What you should do: Count the lines in the material below that contain the word "fallen", treating uppercase and lowercase letters as distinct, and reply with the number alone.
━━ Data supplied
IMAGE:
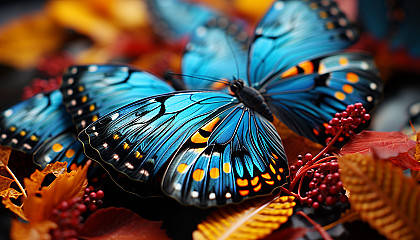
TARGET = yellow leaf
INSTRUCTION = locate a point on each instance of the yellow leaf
(25, 40)
(4, 155)
(36, 231)
(253, 219)
(42, 200)
(13, 207)
(382, 195)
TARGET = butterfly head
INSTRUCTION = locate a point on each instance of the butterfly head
(236, 86)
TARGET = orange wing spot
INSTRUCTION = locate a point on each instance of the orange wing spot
(272, 169)
(197, 138)
(182, 168)
(340, 96)
(308, 67)
(321, 68)
(352, 77)
(275, 156)
(209, 126)
(347, 88)
(266, 176)
(255, 181)
(198, 175)
(242, 183)
(214, 173)
(244, 192)
(257, 188)
(226, 167)
(270, 182)
(290, 72)
(138, 155)
(57, 147)
(343, 61)
(70, 153)
(125, 146)
(218, 86)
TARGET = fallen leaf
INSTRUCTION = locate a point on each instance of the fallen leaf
(382, 195)
(36, 231)
(24, 40)
(395, 147)
(252, 219)
(121, 224)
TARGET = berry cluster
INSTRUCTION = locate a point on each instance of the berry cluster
(326, 187)
(68, 214)
(347, 121)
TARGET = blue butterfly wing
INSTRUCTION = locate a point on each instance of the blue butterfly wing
(175, 19)
(93, 90)
(217, 50)
(141, 139)
(239, 158)
(294, 31)
(306, 102)
(30, 123)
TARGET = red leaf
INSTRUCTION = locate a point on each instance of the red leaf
(395, 147)
(291, 233)
(121, 224)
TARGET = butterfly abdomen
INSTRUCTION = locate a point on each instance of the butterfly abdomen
(254, 100)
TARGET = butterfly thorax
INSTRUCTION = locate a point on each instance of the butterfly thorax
(252, 98)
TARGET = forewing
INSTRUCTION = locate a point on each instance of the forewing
(91, 91)
(216, 50)
(306, 102)
(228, 160)
(28, 124)
(294, 31)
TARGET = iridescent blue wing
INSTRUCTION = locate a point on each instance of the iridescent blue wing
(294, 31)
(145, 137)
(28, 124)
(216, 50)
(174, 19)
(305, 102)
(93, 90)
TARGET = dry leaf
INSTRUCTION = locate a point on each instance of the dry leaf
(120, 224)
(42, 200)
(382, 195)
(37, 231)
(24, 40)
(253, 219)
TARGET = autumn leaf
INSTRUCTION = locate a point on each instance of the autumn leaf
(42, 200)
(395, 147)
(23, 41)
(253, 219)
(382, 195)
(121, 224)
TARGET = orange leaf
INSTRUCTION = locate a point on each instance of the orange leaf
(41, 201)
(24, 40)
(121, 224)
(4, 155)
(37, 231)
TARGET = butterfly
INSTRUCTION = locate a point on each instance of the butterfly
(209, 148)
(43, 125)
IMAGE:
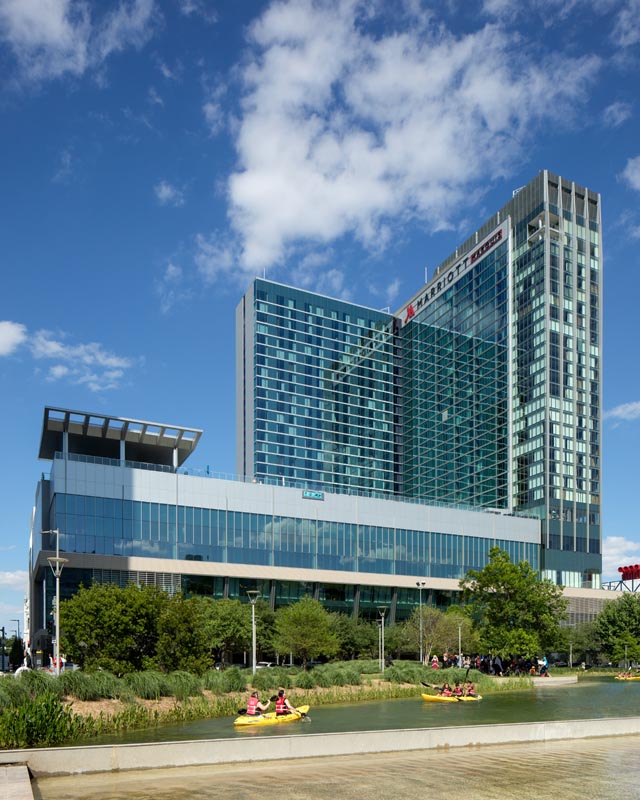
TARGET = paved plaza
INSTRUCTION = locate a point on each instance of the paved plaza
(572, 770)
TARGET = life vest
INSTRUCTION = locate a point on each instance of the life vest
(252, 706)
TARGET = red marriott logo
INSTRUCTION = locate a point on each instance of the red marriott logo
(410, 313)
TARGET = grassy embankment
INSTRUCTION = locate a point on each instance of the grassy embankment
(39, 709)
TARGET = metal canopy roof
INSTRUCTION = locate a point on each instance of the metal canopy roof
(100, 434)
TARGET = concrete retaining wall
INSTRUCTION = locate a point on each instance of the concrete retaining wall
(105, 758)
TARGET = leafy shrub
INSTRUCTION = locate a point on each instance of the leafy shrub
(305, 680)
(351, 676)
(233, 680)
(367, 666)
(271, 679)
(79, 685)
(110, 687)
(394, 675)
(14, 690)
(323, 677)
(37, 682)
(148, 685)
(41, 722)
(184, 685)
(213, 680)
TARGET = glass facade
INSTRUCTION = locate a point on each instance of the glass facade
(132, 528)
(556, 369)
(455, 390)
(323, 390)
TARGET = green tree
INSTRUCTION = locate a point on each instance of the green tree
(110, 628)
(618, 624)
(513, 611)
(226, 625)
(182, 641)
(439, 632)
(580, 643)
(16, 654)
(304, 629)
(355, 637)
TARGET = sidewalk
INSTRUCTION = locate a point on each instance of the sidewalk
(15, 783)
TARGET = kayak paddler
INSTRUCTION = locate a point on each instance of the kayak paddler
(254, 706)
(283, 706)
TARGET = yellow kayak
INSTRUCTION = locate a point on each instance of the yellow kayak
(438, 698)
(245, 721)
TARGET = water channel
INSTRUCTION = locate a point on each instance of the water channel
(571, 770)
(586, 700)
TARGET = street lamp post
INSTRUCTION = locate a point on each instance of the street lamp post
(57, 565)
(253, 597)
(420, 585)
(382, 611)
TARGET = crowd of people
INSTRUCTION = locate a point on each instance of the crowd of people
(493, 664)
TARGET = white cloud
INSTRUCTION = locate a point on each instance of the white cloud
(169, 287)
(79, 364)
(154, 97)
(12, 335)
(626, 29)
(168, 73)
(65, 167)
(618, 552)
(216, 257)
(616, 114)
(14, 580)
(626, 411)
(631, 173)
(168, 195)
(550, 11)
(50, 38)
(311, 272)
(346, 132)
(200, 8)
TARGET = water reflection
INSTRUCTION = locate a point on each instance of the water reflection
(585, 700)
(579, 770)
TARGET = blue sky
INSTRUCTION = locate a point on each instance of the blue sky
(155, 155)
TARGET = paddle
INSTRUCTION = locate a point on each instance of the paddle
(301, 713)
(439, 689)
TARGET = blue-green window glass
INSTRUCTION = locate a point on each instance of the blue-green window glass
(217, 535)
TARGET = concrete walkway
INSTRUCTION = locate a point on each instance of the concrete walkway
(106, 758)
(15, 783)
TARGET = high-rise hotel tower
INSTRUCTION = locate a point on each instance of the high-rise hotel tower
(483, 390)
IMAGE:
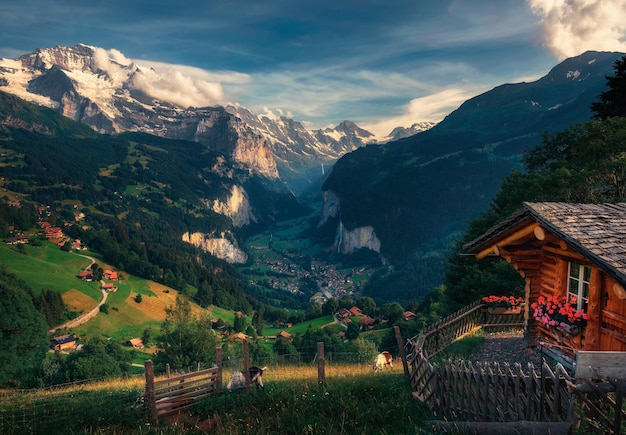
━━━━
In response: 2